Change "place a dot" to "put a point" throughout the records below and copy them out with nothing else altered. Leave the pictures out.

##### The data #####

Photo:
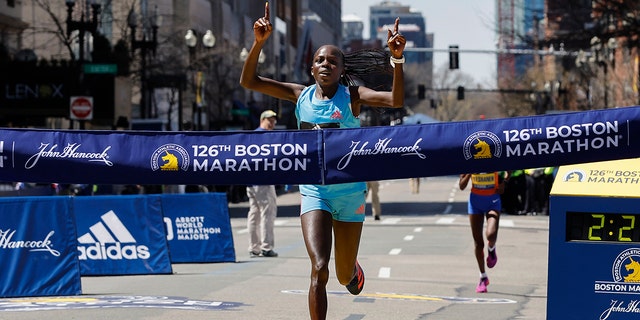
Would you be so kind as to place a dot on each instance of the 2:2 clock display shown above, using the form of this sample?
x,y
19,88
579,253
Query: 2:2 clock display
x,y
598,226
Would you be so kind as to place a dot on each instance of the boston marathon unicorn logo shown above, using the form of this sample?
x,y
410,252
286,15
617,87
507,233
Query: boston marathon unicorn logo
x,y
170,162
482,145
484,150
170,157
626,266
633,266
574,176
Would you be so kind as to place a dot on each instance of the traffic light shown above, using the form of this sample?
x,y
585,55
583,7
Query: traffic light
x,y
453,57
460,93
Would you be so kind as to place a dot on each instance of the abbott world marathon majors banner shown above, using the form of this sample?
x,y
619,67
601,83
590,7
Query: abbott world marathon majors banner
x,y
198,227
318,156
38,253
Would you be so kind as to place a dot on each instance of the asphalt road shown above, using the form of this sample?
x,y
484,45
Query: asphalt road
x,y
418,261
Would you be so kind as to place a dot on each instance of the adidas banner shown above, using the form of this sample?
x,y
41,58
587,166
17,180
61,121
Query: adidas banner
x,y
322,156
198,227
38,255
120,235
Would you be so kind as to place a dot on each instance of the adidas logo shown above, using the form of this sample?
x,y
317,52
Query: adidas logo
x,y
105,241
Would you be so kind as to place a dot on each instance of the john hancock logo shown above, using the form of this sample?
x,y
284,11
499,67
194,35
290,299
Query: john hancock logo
x,y
626,280
574,176
170,157
482,145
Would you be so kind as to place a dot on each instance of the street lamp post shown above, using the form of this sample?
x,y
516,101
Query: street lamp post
x,y
208,41
604,55
144,45
82,26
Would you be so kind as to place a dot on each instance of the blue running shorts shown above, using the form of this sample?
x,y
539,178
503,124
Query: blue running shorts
x,y
479,204
348,208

#####

**Solution to this problem**
Photo:
Would you be so kind as to put a point on each instance of the 2:2 clock display shown above, using the form of this sample?
x,y
19,88
579,253
Query: 2:2 clock display
x,y
598,226
Would you be so kind as to put a point on each instance of the boston marathon unicorn logo shown above, using the form of this sample?
x,y
410,252
286,15
617,87
507,233
Query: boston marathon unicorn logo
x,y
170,162
482,145
484,150
170,157
626,266
633,266
574,176
Would you be so kind as to put a point on each instance of the traffic light shown above, using the form of this sample?
x,y
585,55
583,7
Query: traffic light
x,y
453,57
460,93
Would you be so kind as to put a point on each instance of the abbott world marathon majors banner shown above, using the form of this sample?
x,y
619,67
601,83
590,7
Query: abbott world marathon majors banner
x,y
198,227
318,156
38,253
Would you be so kind as to put a point on each instance of the asphalt road shown above, using the form of this sample?
x,y
484,45
Query: asphalt road
x,y
418,261
Would you be so kind as to put a point on each instance of the adidas banner shown above, using the form of this sample?
x,y
41,58
587,166
17,180
61,121
Query: adidas banner
x,y
322,156
198,227
38,255
120,235
Would you be so kind as to put a point on each instance of the adidas logo shown above, using the form of this sample?
x,y
317,52
Query: adidas logo
x,y
105,241
Would you be so kind as to put a point on each instance of the john hancock logo shown above, using the form of this sample?
x,y
284,11
499,67
194,35
290,299
Query: john hancock logo
x,y
626,280
574,176
170,157
482,145
Would you be so kind as to put a point on each instance of the street lamp post shown above, using the form of this sample?
x,y
516,101
Query: street lamp post
x,y
208,41
604,55
144,45
82,26
Would you be so kind as to put a point on each instance of the blue running shorts shown above, using the form of this sample?
x,y
539,178
503,124
Query: blue running shorts
x,y
479,204
348,208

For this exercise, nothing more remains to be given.